**Task requirements**
Reproduce verbatim the lines of the records below, beginning with the line that contains "Where can you see the yellow pants" and continuing through the line that contains "point(192, 178)", with both of those lines included.

**Data supplied**
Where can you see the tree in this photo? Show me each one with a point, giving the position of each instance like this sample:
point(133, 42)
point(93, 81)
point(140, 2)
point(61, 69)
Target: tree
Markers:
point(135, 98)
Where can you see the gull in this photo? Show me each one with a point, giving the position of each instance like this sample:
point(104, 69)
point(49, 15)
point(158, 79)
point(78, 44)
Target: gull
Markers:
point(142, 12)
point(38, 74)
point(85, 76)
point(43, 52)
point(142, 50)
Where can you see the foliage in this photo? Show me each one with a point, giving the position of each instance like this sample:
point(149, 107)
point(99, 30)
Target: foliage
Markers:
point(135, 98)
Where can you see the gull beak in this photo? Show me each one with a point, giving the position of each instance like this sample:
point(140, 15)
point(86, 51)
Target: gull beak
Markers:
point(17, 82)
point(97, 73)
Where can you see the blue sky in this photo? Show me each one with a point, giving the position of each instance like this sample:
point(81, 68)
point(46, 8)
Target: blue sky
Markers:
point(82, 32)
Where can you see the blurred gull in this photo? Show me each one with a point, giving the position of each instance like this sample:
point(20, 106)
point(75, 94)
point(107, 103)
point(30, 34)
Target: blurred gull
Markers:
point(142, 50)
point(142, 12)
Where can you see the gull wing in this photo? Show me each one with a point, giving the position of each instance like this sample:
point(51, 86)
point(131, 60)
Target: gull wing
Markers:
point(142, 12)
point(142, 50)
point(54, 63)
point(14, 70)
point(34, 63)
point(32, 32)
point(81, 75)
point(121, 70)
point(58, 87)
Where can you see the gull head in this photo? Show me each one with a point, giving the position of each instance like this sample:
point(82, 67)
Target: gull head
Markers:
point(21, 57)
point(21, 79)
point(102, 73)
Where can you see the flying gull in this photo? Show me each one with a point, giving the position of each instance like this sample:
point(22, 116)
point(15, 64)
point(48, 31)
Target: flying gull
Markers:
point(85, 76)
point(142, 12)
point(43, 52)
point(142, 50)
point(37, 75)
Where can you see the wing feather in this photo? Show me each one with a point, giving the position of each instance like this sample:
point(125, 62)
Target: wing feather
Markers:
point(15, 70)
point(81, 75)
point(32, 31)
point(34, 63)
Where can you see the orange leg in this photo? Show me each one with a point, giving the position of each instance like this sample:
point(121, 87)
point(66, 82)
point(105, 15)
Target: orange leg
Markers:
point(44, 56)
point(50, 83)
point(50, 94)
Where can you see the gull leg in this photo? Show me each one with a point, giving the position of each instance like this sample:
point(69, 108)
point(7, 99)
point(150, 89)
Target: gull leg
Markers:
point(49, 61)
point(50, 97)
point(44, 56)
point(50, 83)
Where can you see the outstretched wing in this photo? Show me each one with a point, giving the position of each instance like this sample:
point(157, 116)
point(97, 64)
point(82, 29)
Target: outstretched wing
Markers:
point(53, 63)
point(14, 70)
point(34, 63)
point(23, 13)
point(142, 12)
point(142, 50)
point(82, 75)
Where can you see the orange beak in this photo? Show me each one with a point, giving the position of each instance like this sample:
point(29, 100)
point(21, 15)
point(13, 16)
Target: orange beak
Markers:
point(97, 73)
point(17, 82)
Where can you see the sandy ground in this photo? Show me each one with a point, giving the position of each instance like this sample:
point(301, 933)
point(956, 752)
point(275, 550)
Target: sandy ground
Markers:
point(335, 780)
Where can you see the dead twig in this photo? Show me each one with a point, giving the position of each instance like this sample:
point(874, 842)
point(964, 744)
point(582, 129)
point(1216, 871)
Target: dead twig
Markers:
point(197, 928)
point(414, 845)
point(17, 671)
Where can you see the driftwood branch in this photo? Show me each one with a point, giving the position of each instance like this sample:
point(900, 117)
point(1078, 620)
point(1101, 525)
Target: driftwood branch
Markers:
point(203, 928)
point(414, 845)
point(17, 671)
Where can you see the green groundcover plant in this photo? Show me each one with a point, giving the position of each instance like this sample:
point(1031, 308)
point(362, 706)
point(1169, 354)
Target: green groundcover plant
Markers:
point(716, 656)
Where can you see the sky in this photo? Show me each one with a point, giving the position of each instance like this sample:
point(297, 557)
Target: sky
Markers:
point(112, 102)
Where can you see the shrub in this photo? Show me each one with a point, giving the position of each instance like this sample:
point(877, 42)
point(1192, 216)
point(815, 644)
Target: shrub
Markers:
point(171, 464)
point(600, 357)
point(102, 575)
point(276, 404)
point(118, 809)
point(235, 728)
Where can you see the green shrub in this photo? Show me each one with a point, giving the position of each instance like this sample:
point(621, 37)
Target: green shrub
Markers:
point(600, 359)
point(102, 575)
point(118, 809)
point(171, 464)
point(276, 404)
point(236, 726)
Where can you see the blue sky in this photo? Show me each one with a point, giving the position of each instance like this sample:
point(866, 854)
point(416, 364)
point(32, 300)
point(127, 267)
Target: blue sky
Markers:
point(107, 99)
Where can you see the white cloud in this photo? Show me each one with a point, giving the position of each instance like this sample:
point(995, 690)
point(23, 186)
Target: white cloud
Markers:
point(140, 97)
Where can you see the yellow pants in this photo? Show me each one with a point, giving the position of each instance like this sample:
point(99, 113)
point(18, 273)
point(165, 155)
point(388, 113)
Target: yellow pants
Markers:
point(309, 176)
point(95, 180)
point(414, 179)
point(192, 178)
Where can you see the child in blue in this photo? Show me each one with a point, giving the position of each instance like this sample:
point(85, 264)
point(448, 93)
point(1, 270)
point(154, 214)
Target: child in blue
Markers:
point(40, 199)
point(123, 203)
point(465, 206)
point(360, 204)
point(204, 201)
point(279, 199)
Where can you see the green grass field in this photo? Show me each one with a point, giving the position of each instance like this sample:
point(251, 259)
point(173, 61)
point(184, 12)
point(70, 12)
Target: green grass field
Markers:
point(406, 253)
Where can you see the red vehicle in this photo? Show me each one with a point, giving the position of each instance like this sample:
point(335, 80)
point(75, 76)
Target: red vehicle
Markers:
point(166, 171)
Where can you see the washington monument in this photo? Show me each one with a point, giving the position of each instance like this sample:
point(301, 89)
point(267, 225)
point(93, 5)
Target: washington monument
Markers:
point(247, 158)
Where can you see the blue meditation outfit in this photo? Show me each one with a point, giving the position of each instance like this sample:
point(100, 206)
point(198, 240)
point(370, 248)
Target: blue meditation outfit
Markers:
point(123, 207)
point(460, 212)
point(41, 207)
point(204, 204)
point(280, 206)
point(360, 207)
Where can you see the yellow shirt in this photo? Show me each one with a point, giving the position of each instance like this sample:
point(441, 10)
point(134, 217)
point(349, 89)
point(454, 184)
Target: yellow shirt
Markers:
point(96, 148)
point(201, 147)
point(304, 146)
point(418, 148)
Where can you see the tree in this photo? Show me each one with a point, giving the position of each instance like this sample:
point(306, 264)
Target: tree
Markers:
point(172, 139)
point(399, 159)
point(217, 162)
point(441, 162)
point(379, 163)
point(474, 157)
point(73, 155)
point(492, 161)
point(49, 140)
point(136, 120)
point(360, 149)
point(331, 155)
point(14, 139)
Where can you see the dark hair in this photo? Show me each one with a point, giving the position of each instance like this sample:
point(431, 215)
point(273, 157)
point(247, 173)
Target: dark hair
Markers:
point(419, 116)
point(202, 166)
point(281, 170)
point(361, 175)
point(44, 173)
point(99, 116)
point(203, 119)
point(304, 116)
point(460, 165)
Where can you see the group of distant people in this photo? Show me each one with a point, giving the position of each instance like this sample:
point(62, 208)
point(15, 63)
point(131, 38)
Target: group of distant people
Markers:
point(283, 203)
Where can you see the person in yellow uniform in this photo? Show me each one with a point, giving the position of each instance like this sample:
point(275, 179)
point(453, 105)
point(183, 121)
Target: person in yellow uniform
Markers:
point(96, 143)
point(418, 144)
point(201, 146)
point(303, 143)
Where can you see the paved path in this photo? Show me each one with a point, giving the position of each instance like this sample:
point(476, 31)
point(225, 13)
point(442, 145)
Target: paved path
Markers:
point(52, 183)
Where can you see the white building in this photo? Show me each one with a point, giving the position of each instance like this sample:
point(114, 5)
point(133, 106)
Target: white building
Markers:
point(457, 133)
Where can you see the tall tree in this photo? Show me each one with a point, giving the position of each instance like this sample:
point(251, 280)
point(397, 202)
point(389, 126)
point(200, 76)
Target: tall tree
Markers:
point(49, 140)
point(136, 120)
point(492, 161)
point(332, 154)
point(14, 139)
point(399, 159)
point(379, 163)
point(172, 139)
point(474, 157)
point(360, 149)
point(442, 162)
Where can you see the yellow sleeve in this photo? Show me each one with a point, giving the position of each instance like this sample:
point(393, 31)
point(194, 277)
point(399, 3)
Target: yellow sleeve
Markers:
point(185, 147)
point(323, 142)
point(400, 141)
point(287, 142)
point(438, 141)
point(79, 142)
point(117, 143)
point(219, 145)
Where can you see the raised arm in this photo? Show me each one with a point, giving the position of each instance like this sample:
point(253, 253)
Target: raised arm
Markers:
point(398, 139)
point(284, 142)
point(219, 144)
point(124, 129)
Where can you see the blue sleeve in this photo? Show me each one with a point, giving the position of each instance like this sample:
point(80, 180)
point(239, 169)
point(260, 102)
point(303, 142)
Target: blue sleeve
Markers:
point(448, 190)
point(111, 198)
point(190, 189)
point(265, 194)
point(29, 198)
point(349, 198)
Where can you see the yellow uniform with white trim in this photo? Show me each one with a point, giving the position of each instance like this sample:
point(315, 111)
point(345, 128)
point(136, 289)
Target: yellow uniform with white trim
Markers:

**Solution**
Where can you see the yellow pants in this photo? Show me each one with a point, giving the position of each instance like this sample:
point(99, 113)
point(18, 273)
point(165, 155)
point(388, 113)
Target: yellow pants
Markers:
point(309, 176)
point(95, 180)
point(414, 179)
point(192, 178)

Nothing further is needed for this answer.